Extract to read:
** BEGIN **

He took a particular interest in National Insurance and health matters. He was chairman of Flintshire Insurance Committee, 1912–1940; the president (1937–38) of the Association of Welsh Insurance Committees and president of the Federation of English, Scottish, and Welsh Insurance Committees, 1924–1926, 1929–1931, and 1934–1937. He was appointed by the National Insurance Commissioners and Ministry of Health to be a member of successive advisory committees and of the Welsh Consultative Health Council. He also served as a member of the Central Council for Health Education, 1923–1940. For many years he served as HM Coroner for Flintshire.

==Politics==
In 1914 he was selected as the Liberal party prospective parliamentary candidate for Preston. However, by early 1918 he had relinquished that role and announced his intention to contest the University of Wales as a Labour candidate.
Llewellyn-Jones was elected Liberal Member of Parliament (MP) for Flintshire at the 1929 general election. However, in 1931 an economic crisis led to the formation of a National Government led by Labour Prime Minister Ramsay MacDonald. The government was initially supported by the Conservative and Liberal parties, and a rump of National Labour MPs. However the Liberals were increasingly divided over the existence of the National Government, particularly over the issue Free Trade. The official party led by Sir Herbert Samuel, although agreeing to go into the 1931 general election supporting the government became more and more worried about the government's stance on Free Trade and concerned about the predominance of the Conservatives in the coalition. However a group of Liberal MPs led by Sir John Simon who were concerned to ensure the National Government had a wide cross-party base, formed the Liberal National Party to more openly support MacDonald's administration.

** END **

Short exercise A: Return everything in the entries from the line containing "Where can you spot the hanging" down to the line containing "pixel 1278 159", including both of those lines.
The entries that follow are unrelated to the biography above.

Exercise materials:
** BEGIN **

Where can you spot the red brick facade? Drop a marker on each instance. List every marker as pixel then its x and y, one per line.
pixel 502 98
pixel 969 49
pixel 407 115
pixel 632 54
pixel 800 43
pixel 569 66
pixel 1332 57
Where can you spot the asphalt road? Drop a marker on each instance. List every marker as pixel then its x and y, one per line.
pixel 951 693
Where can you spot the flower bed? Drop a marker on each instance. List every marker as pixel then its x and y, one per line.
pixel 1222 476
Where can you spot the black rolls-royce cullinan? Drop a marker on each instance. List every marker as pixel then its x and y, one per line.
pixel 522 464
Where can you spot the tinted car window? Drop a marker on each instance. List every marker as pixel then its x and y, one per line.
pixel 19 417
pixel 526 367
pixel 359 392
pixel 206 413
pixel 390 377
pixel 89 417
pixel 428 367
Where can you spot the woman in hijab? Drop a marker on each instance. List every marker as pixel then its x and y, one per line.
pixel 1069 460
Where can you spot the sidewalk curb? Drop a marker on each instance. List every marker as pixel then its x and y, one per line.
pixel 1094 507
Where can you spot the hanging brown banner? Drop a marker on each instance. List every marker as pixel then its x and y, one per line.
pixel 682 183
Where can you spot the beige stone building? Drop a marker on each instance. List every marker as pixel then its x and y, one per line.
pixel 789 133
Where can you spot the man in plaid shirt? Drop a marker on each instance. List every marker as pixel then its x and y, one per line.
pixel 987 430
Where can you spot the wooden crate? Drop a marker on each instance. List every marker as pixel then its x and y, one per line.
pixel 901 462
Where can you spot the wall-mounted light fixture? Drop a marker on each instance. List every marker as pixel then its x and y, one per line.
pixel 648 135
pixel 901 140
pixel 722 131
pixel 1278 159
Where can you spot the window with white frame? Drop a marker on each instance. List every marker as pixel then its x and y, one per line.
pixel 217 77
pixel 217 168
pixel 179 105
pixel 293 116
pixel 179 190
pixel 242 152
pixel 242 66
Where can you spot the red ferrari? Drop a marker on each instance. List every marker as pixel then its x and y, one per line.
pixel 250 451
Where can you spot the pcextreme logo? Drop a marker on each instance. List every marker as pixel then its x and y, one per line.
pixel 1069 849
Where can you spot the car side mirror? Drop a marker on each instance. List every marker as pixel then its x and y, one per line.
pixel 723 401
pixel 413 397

** END **

Short exercise B: Condense the paragraph of the biography that begins "He took a particular interest" into a bulleted list that keeps its main facts.

Complete response A:
Where can you spot the hanging brown banner? Drop a marker on each instance. List every marker as pixel then its x and y, one per line.
pixel 682 183
Where can you spot the beige stone building? Drop a marker on each instance. List every marker as pixel then its x and y, one per line.
pixel 789 133
Where can you spot the man in plaid shirt? Drop a marker on each instance. List every marker as pixel then its x and y, one per line.
pixel 987 430
Where can you spot the wooden crate? Drop a marker on each instance. List every marker as pixel then its x and y, one per line.
pixel 901 462
Where can you spot the wall-mounted light fixture? Drop a marker on each instance. List every marker as pixel then its x and y, one per line.
pixel 648 135
pixel 901 140
pixel 722 131
pixel 1278 159

Complete response B:
- Took a particular interest in National Insurance and health matters
- Chairman of Flintshire Insurance Committee, 1912–1940
- President of the Association of Welsh Insurance Committees, 1937–38
- President of the Federation of English, Scottish, and Welsh Insurance Committees, 1924–1926, 1929–1931, and 1934–1937
- Appointed by the National Insurance Commissioners and Ministry of Health to successive advisory committees and to the Welsh Consultative Health Council
- Member of the Central Council for Health Education, 1923–1940
- HM Coroner for Flintshire for many years